Exercise task: Take all the material and copy it exactly.

Exercise data:
___
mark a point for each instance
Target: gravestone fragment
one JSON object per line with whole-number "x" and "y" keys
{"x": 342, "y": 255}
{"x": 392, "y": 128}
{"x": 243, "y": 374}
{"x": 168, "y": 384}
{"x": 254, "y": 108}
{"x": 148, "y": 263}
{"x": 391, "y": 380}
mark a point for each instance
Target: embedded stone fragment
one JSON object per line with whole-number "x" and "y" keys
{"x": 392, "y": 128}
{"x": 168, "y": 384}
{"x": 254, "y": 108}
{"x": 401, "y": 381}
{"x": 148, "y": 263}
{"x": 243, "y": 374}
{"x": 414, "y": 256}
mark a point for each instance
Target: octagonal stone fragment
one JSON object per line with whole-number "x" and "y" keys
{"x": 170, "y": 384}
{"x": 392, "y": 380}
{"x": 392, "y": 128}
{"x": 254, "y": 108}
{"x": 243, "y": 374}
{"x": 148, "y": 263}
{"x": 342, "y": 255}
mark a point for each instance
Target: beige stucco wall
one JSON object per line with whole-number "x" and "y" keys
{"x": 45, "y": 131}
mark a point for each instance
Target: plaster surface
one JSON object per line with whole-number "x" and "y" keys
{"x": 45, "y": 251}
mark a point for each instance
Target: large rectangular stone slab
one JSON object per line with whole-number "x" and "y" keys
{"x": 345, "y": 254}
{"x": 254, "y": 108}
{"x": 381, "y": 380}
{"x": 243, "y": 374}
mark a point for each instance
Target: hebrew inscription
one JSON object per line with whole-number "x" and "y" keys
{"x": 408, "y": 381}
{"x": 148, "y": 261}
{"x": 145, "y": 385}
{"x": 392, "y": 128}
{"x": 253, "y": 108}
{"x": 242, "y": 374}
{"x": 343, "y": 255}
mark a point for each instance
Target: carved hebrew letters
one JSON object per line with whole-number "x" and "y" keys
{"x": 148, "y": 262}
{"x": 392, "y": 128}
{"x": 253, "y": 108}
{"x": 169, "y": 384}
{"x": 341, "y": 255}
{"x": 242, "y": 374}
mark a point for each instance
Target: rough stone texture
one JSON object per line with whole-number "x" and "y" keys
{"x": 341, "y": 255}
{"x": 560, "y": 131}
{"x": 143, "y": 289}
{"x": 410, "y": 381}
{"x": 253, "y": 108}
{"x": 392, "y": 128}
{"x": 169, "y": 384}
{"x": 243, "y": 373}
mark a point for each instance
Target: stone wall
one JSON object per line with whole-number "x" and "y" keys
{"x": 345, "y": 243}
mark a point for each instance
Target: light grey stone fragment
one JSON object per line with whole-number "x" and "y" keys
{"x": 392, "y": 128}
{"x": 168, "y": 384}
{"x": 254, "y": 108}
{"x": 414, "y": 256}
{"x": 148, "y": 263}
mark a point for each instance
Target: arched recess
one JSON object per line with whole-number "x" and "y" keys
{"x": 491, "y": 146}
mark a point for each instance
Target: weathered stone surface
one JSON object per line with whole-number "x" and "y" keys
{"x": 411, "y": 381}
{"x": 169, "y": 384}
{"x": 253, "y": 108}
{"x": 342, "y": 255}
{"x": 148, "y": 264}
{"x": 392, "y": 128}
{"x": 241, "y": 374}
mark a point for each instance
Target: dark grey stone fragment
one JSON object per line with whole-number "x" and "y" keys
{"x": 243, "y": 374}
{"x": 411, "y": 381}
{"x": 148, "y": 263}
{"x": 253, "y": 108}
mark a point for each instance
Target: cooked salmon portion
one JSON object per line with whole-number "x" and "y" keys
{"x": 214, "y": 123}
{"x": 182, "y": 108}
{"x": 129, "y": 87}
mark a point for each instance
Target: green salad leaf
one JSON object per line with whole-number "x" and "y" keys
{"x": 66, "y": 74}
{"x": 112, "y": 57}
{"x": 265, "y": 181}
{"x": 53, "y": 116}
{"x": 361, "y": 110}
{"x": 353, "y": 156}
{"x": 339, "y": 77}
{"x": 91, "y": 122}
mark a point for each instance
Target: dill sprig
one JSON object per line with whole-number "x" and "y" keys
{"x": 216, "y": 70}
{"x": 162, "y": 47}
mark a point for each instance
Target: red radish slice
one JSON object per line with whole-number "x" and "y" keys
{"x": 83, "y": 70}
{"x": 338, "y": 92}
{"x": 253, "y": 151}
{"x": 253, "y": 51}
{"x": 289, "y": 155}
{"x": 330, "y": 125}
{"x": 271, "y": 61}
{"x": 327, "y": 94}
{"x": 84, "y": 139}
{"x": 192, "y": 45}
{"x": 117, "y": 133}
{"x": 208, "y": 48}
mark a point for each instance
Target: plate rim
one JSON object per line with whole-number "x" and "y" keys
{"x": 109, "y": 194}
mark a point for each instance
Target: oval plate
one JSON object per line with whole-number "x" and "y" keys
___
Exercise solution:
mark a point for each instance
Target: gravestone fragment
one JSON object per line with whole-number "x" and "y" keys
{"x": 342, "y": 255}
{"x": 392, "y": 128}
{"x": 243, "y": 374}
{"x": 168, "y": 384}
{"x": 254, "y": 108}
{"x": 148, "y": 263}
{"x": 391, "y": 380}
mark a point for each instance
Target: embedded stone fragment
one JSON object per line with whole-number "x" and "y" keys
{"x": 392, "y": 128}
{"x": 168, "y": 384}
{"x": 254, "y": 108}
{"x": 401, "y": 381}
{"x": 148, "y": 263}
{"x": 243, "y": 374}
{"x": 414, "y": 256}
mark a point for each instance
Target: octagonal stone fragment
one JSON object per line with whole-number "x" and "y" keys
{"x": 170, "y": 384}
{"x": 392, "y": 380}
{"x": 392, "y": 128}
{"x": 254, "y": 108}
{"x": 243, "y": 374}
{"x": 148, "y": 263}
{"x": 342, "y": 255}
mark a point for each instance
Target: beige stucco wall
one JSON object per line with whole-number "x" and "y" keys
{"x": 45, "y": 131}
mark a point for each instance
Target: plaster surface
one JSON object per line with whole-number "x" and "y" keys
{"x": 45, "y": 251}
mark a point for each instance
Target: large rectangular stone slab
one JSON object per line with whole-number "x" and "y" keys
{"x": 345, "y": 254}
{"x": 254, "y": 108}
{"x": 381, "y": 380}
{"x": 243, "y": 374}
mark a point for each instance
Target: hebrew inscription
one JSON object per line with whole-number "x" and "y" keys
{"x": 408, "y": 381}
{"x": 148, "y": 261}
{"x": 145, "y": 385}
{"x": 392, "y": 128}
{"x": 253, "y": 108}
{"x": 242, "y": 374}
{"x": 343, "y": 255}
mark a point for each instance
Target: carved hebrew letters
one JSON object per line with whole-number "x" and "y" keys
{"x": 148, "y": 262}
{"x": 392, "y": 128}
{"x": 253, "y": 108}
{"x": 169, "y": 384}
{"x": 341, "y": 255}
{"x": 242, "y": 374}
mark a point for each instance
Target: rough stone texture
one JSON object per line with whole-number "x" and "y" keys
{"x": 341, "y": 255}
{"x": 560, "y": 131}
{"x": 143, "y": 289}
{"x": 410, "y": 381}
{"x": 253, "y": 108}
{"x": 392, "y": 128}
{"x": 169, "y": 384}
{"x": 243, "y": 373}
mark a point for each instance
Target: stone wall
one JSON object per line with whole-number "x" and "y" keys
{"x": 345, "y": 243}
mark a point for each instance
Target: light grey stone fragment
one JSON object per line with whole-number "x" and "y" keys
{"x": 392, "y": 128}
{"x": 168, "y": 384}
{"x": 254, "y": 108}
{"x": 414, "y": 256}
{"x": 148, "y": 263}
mark a point for each instance
Target: arched recess
one JSON object per line with whole-number "x" and "y" keys
{"x": 491, "y": 146}
mark a point for each instance
Target: weathered stone surface
one JSON object per line with whole-number "x" and "y" keys
{"x": 411, "y": 381}
{"x": 169, "y": 384}
{"x": 253, "y": 108}
{"x": 342, "y": 255}
{"x": 148, "y": 264}
{"x": 392, "y": 128}
{"x": 241, "y": 374}
mark a point for each instance
Target: dark grey stone fragment
one JSON object per line with whole-number "x" and "y" keys
{"x": 243, "y": 374}
{"x": 411, "y": 381}
{"x": 148, "y": 263}
{"x": 253, "y": 108}
mark a point for each instance
Target: cooked salmon portion
one JSON object per line with whole-number "x" and "y" keys
{"x": 214, "y": 123}
{"x": 182, "y": 108}
{"x": 129, "y": 87}
mark a point for each instance
Target: green salad leaf
one JSON object per line with whole-number "x" and "y" keys
{"x": 66, "y": 74}
{"x": 112, "y": 57}
{"x": 265, "y": 181}
{"x": 53, "y": 116}
{"x": 361, "y": 110}
{"x": 353, "y": 156}
{"x": 339, "y": 77}
{"x": 91, "y": 122}
mark a point for each instance
Target: dill sprig
one JSON object per line with whole-number "x" and "y" keys
{"x": 216, "y": 70}
{"x": 162, "y": 47}
mark a point for each instance
Target: red radish slice
one JSON object per line with whole-number "x" and "y" keys
{"x": 83, "y": 70}
{"x": 338, "y": 92}
{"x": 253, "y": 151}
{"x": 253, "y": 51}
{"x": 289, "y": 155}
{"x": 330, "y": 125}
{"x": 271, "y": 61}
{"x": 327, "y": 94}
{"x": 84, "y": 139}
{"x": 192, "y": 45}
{"x": 117, "y": 133}
{"x": 208, "y": 48}
mark a point for each instance
Target: plate rim
one JSON object per line with whole-number "x" and "y" keys
{"x": 109, "y": 194}
mark a point for each instance
Target: oval plate
one JSON object per line with whole-number "x" and "y" keys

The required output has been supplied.